### [Consigna 1]
Reproduce literalmente el pasaje del artículo sobre la vacunación que va desde "Resulta del todo" hasta "gran crisis sanitaria.".
### [Consigna 2]
Escribe la continuación del artículo sobre la vacunación a partir de su última oración.

### [Texto de estudio]
________

De entre todas las desafortunadas decisiones tomadas por los diferentes gobiernos de este país durante la pandemia, y han sido muchas, quizá la más alarmante sea la última: la de no vacunarnos como nos prometieron.
Los ciudadanos llevamos poco menos de un año sufriendo una epidemia de una agresividad extrema. En este período, muchos hemos rezado a nuestros dioses para que dispongamos de una vacuna que prevenga desastres mayores.
Resulta del todo asombroso que, cuando la tenemos, nuestros gobernantes no la administren convenientemente. Cabe preguntarse si es posible gestionar peor esta gran crisis sanitaria.
Nuestro presidente, nuestros ministros y nuestros expertos en Emergencias calcularon con nulo acierto lo que sucedía en China a principios de año. Tampoco interpretaron mucho mejor lo que empezó a pasar en Italia poco después.
Aunque el alud en forma de virus se veía de lejos, a pesar de que los signos que nos enviaba el tsunami sanitario llegaron a asomarse de forma indiscutible, nadie hizo bien su trabajo, ni lo hizo a tiempo, y la pandemia nos arrasó, casi literalmente, en los meses de marzo y en abril del pasado año.
Las comunidades y sus múltiples instituciones tampoco fueron capaces de evitar la segunda ola, que ya ha matado a más gente que la primera, y su virulencia volvió a impactarnos con toda gravedad.
Ahora, tras un esfuerzo enorme por parte de la comunidad científica, que consiguió crear y fabricar la vacuna en un tiempo asombrosamente corto, los ciudadanos observamos, atónitos, como quienes nos gobiernan no la administran rápida, ordenada y eficazmente. Hasta el punto de que Madrid y Cantabria, por ejemplo, sólo han utilizado entre el 5 y el 6,3% de las vacunas que han recibido.

________

### [Datos proporcionados]

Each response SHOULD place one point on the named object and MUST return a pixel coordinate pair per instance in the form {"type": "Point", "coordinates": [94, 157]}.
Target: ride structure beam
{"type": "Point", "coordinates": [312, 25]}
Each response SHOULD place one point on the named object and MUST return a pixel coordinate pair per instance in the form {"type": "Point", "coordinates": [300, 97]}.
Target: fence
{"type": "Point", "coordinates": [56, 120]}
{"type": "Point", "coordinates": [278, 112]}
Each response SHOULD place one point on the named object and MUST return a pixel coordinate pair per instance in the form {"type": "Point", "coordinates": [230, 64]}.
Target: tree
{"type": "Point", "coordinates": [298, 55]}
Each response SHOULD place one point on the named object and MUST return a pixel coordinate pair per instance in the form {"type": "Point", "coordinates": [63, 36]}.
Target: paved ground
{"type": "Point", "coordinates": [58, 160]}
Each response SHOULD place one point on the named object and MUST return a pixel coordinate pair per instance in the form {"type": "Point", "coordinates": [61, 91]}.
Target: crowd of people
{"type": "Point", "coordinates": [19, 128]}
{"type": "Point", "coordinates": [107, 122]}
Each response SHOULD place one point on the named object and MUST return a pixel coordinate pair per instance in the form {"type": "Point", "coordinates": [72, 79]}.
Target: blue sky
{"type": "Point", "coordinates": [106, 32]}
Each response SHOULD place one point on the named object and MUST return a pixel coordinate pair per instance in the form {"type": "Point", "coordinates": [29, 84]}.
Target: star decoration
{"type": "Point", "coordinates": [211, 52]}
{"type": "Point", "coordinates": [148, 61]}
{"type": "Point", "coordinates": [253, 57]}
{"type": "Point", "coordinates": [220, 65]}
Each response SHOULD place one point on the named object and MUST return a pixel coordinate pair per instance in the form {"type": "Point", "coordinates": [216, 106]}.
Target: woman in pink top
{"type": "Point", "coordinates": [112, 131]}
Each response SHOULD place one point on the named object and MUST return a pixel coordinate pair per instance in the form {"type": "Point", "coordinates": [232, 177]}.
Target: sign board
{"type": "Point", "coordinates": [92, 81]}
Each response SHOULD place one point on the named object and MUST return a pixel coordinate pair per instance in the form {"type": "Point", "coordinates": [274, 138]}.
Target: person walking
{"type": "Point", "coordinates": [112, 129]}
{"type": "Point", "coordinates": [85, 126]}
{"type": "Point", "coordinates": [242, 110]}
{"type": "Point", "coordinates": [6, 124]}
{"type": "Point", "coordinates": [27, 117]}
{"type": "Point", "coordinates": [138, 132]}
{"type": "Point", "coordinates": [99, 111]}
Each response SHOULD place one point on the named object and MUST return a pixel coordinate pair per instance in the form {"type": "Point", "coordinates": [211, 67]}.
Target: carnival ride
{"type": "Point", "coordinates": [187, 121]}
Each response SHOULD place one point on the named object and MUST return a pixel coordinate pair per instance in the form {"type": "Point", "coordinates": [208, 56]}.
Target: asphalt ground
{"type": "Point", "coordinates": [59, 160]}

________

### [Respuesta 1]
Resulta del todo asombroso que, cuando la tenemos, nuestros gobernantes no la administren convenientemente. Cabe preguntarse si es posible gestionar peor esta gran crisis sanitaria.

### [Respuesta 2]
Según las autoridades sanitarias madrileñas, esto ha ocurrido porque "no era la mejor semana" para vacunar debido al puente de Año Nuevo. Parece insólito que no se vacunara a nadie entre el jueves 31 y el domingo 3 de enero, ya que el virus no decidió retirarse a descansar esos días.
Resulta aún más grave si se tiene en cuenta que la cepa británica, que contagia el virus a toda velocidad, lleva ya dos semanas circulando por España.
En nuestro país alcanzamos los dos millones de contagios mientras algunos gobiernos regionales se ven obligados a recurrir a la sanidad privada para intentar recuperar un ritmo de vacunación que se parezca no sólo al comprometido cuando aún no habían llegado las vacunas, sino también al único que tiene sentido: uno constante y determinado.
Sin interrupciones por falta de equipos de enfermería, sin parones por vacaciones.
Se acaban de marchar sus Majestades de Oriente después de comprobar cómo el coronavirus ha asolado a este y a todos los demás países de nuestro entorno. Aquí ya no hay más festejos, ni comilonas, ni regalos.
Ahora nos observa, amenazante, una pendiente de enero que aparece en toda su inmensidad: nunca tuvo un aspecto tan áspero, ni su inclinación fue tan dolorosamente vertical. Ojalá que nuestros gobernantes la enfrenten con más acierto del que han mostrado hasta ahora.